╭──

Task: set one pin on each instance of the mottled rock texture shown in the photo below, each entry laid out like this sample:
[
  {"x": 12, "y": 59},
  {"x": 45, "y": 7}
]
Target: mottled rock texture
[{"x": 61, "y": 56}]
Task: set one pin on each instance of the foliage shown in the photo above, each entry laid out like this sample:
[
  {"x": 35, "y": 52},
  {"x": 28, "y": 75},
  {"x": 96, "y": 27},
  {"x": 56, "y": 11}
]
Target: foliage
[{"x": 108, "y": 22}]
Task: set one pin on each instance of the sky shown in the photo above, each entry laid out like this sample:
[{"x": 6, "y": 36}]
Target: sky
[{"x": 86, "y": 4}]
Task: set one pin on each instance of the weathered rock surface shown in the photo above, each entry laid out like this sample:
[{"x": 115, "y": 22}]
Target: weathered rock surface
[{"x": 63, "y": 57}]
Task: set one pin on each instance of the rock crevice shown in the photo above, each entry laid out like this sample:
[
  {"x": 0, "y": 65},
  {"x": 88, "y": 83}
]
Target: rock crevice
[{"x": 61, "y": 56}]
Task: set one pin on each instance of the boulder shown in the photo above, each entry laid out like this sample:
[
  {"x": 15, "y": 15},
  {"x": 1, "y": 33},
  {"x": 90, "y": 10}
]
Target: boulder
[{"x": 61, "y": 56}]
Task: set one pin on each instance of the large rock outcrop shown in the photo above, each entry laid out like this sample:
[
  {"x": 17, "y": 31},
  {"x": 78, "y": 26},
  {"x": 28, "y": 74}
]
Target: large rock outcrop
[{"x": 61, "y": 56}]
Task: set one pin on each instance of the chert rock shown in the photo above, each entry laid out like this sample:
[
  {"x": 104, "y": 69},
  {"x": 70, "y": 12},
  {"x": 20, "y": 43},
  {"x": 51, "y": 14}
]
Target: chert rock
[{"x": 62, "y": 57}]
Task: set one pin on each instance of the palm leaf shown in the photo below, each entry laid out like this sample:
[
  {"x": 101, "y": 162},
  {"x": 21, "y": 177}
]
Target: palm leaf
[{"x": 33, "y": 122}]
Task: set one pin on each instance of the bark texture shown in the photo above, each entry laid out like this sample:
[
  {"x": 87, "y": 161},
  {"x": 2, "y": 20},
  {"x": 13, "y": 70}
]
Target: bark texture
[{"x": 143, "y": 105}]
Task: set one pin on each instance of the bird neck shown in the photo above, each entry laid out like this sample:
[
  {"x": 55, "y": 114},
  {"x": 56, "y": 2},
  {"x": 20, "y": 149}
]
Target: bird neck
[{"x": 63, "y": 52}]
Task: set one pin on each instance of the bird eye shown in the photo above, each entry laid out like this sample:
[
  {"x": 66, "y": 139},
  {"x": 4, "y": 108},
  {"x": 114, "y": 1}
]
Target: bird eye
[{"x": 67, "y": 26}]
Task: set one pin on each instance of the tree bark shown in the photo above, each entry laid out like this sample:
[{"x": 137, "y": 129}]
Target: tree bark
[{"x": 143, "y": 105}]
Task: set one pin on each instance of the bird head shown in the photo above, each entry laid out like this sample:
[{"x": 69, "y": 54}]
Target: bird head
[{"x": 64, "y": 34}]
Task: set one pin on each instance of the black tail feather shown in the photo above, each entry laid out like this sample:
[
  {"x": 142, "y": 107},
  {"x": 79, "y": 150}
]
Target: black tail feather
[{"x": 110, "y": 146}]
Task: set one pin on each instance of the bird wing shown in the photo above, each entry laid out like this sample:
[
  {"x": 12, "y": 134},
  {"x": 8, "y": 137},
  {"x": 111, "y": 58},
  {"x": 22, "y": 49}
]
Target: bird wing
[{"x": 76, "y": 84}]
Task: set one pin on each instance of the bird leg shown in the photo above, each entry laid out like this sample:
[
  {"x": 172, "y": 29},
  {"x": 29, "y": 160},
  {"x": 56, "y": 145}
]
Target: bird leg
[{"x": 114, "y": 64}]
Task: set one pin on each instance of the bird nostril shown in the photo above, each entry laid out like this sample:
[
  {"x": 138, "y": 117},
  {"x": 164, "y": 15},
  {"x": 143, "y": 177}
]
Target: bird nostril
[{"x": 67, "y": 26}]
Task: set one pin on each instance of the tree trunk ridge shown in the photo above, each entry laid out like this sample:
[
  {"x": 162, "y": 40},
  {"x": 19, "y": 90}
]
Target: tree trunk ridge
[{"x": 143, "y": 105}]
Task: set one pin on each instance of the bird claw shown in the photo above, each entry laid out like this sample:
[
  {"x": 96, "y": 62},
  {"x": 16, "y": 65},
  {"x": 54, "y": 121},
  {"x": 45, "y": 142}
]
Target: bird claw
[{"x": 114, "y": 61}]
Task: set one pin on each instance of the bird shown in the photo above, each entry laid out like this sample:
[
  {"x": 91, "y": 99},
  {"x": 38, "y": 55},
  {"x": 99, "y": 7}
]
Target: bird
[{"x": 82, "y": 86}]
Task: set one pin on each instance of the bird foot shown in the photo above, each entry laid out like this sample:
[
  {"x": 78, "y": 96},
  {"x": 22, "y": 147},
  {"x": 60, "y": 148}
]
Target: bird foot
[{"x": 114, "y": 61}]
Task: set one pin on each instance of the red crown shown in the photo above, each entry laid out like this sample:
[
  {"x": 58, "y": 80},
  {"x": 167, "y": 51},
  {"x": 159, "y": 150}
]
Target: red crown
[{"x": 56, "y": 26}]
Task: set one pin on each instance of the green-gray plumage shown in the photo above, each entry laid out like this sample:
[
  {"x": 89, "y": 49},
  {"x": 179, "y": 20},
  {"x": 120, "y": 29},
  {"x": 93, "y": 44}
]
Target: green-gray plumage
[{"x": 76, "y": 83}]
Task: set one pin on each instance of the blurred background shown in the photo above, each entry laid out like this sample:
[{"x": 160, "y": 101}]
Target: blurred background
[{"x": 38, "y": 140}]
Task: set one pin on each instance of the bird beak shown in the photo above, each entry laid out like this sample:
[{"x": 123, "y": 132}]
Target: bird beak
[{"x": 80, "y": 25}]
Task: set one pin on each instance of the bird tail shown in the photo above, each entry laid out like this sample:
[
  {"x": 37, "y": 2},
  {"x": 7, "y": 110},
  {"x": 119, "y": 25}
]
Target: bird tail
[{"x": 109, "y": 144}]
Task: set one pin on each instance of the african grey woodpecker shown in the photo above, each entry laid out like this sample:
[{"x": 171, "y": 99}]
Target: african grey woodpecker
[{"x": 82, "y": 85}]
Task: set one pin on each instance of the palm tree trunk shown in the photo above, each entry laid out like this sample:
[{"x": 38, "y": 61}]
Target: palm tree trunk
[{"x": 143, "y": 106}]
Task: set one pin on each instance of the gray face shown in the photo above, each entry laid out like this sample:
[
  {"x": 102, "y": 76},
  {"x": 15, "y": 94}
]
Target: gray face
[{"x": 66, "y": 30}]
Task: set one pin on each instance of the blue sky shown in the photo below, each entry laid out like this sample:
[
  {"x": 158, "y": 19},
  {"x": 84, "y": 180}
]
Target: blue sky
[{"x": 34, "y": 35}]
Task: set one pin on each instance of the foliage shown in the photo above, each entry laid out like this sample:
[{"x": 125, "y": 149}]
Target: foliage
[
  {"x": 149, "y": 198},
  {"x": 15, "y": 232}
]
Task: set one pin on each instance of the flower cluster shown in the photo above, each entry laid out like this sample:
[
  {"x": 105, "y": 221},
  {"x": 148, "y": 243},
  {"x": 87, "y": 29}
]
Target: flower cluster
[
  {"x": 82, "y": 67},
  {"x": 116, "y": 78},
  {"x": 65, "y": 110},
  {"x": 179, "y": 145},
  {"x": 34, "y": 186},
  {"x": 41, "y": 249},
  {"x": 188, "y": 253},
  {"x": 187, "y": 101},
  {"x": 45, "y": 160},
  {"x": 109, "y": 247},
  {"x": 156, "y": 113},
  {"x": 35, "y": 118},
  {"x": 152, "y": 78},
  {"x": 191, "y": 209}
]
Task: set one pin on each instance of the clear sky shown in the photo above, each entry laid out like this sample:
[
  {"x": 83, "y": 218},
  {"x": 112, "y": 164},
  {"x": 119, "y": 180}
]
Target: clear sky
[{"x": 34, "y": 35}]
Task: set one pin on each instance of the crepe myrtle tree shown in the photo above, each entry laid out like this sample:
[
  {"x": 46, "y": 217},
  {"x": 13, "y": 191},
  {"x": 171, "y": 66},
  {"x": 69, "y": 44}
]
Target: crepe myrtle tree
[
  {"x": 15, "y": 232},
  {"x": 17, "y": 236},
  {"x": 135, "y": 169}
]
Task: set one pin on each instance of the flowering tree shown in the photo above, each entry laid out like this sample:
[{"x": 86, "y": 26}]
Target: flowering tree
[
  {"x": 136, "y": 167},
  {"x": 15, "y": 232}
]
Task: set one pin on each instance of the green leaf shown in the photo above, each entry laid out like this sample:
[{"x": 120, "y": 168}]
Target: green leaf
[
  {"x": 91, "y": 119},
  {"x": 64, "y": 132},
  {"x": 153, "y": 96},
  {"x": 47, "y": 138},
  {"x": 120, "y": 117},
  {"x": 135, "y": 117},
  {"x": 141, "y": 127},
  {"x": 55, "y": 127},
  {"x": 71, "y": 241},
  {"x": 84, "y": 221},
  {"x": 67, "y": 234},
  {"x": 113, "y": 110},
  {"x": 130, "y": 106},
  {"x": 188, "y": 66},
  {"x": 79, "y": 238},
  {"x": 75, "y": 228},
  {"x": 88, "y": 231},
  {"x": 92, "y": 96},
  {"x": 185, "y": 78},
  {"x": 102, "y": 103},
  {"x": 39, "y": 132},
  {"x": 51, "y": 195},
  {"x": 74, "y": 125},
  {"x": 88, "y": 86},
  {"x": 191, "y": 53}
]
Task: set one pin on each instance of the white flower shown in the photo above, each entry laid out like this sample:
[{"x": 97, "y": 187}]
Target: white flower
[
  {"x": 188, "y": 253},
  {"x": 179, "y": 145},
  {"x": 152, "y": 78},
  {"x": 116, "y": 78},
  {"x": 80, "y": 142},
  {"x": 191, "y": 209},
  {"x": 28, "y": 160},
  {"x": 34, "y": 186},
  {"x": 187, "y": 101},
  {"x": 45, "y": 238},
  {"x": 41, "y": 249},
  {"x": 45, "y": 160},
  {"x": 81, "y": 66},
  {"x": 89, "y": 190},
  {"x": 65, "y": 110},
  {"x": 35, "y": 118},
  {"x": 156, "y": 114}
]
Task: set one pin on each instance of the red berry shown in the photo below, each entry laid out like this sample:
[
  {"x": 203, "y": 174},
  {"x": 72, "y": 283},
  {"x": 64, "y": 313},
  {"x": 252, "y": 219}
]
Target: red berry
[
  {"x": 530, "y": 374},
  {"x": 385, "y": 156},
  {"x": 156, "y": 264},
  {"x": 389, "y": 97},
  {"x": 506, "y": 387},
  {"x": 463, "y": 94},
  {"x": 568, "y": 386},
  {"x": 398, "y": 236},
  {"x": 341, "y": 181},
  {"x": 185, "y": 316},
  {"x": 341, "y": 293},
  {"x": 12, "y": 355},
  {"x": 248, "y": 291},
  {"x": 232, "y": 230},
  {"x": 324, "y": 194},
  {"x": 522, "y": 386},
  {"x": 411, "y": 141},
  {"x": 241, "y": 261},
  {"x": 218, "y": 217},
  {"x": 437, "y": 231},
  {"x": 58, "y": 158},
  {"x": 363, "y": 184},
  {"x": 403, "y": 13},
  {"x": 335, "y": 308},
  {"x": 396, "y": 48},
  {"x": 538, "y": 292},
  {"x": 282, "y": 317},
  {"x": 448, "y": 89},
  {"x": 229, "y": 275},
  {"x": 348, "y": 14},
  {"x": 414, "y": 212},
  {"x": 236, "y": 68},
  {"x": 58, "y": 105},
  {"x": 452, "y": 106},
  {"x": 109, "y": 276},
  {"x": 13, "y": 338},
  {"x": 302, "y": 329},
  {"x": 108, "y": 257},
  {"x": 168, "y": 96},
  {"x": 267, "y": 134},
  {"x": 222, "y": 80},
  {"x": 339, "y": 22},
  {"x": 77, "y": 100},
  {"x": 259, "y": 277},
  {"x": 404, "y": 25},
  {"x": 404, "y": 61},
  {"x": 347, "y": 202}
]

╰──

How many lines in the records hold the string "below"? The number alone is the answer.

4